Sur cette référence à Gustave Flaubert, “Madame Bovary, c’est moi”, nous avons rencontré Brass, talentueux rappeur de 24 ans. Une musique entre phrases poignantes, amitiés, voyages, mélancolie et littérature.

Quel a été ton cheminement jusqu’à ton premier single, Dimanche ?

Peu de gens le savent mais Dimanche a fait partie de mon premier projet solo sorti sur Haute Culture à l’époque, une plateforme pour les artistes indépendants. Ce son n’a pas du tout été calculé à l’avance, j’avais juste une grande envie de chanter en studio et de changer de technique. Puis il a assez bien fonctionné, notamment grâce aux partages et repartages de grands youtubeurs en 2016. Ce petit buzz marque le début pour moi : un espoir de carrière, mon adolescence, le lycée. Dimanche, c’est avant tout un projet fait entre amis. Le clip est 100% fait de façon artisanale, il a été tourné chez moi avec tous mes amis.
En 2016, j’ai fait ma terminale à Paris, ce qui m’a permis de découvrir la vie parisienne. J’ai fait de nouvelles rencontres dans le milieu du rap mais à cette époque, mon travail avait bien plus une connotation de “à l’arrache”. J’allais rapper sur les quais avec mes potes parce qu’on aimait ça, on rappait par pure passion. Aller en studio était un grand événement pour lequel on se cotisait. On était habités par une innocence pure. Puis après le bac, ma passion pour la littérature m’a fait faire une prépa littéraire. Le rap est alors devenu un exercice de ma passion pour la littérature.

Comment te qualifierais-tu, ainsi que ta musique ?

Je pense qu’on peut qualifier ce que je fais comme quelque chose de musical, fin, travaillé, recherché… Et puis je suis bien obligé d’admettre le côté mélancolique ! C’est aussi une musique très sincère et introspective.
Je n’hésite pas à dire tout ce que je suis dans ma musique. En réalité, Brass, Oscar, c’est la même chose… Brass, c’est moi. C’est Gustave Flaubert qui a dit “Madame Bovary, c’est moi”, tant le personnage qu’il a couché dans ses écrits faisait écho à lui-même. Mes textes sont le portrait de ce que je suis moi, Oscar. Dans la vie, je suis comme ce que j’écris dans mes sons. Même si j’ai sorti des projets sous mon nom de scène et même si les gens connaissent “Brass”, le résultat est le même que si je n’avais pas créé de “personnage”, vu la sincérité que je mets dans mes musiques. Le travail de “Brass” est totalement en accord avec la personne d’Oscar.

Quelle place occupe la musique dans ta vie ?

....

§ **DESCRIPTION DU PROBLÈME**
Pour chacune des affirmations suivantes, dites s'il vous plaît si elle concorde avec l'entretien ci-dessus, par oui ou par non, en citant mot pour mot les mots décisifs de l'entretien.
1. Le clip de Dimanche a été tourné en studio.
2. Le morceau Dimanche avait été soigneusement calculé à l'avance.
3. Après le bac, le rappeur a suivi une prépa littéraire.

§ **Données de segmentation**
....

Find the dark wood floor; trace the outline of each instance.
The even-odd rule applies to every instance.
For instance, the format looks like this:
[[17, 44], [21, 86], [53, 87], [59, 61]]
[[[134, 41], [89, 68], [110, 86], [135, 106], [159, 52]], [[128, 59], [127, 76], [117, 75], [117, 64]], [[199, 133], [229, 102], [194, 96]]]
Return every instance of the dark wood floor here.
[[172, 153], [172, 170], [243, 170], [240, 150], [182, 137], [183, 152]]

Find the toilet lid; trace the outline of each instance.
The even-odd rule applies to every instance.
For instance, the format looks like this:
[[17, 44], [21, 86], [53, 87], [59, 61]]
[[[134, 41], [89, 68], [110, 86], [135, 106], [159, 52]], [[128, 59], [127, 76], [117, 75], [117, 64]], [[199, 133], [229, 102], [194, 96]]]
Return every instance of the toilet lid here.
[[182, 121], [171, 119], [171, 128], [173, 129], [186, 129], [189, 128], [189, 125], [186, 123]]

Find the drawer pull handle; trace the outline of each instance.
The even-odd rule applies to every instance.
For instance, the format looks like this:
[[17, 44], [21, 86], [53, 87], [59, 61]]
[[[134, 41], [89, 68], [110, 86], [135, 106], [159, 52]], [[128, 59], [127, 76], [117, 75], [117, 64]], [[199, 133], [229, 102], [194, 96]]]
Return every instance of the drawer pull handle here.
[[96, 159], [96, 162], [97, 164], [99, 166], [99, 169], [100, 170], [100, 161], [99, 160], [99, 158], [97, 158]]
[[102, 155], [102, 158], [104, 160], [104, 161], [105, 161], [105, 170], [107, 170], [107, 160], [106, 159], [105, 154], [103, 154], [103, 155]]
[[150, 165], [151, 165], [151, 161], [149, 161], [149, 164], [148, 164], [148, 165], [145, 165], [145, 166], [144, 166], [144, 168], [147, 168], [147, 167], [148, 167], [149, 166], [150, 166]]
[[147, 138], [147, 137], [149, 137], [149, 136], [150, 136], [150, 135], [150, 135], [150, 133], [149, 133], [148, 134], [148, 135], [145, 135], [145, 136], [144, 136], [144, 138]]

....

§ **RÉPONSE RÉDIGÉE**
1. Non : « il a été tourné chez moi avec tous mes amis ».
2. Non : « Ce son n’a pas du tout été calculé à l’avance ».
3. Oui : « Puis après le bac, ma passion pour la littérature m’a fait faire une prépa littéraire ».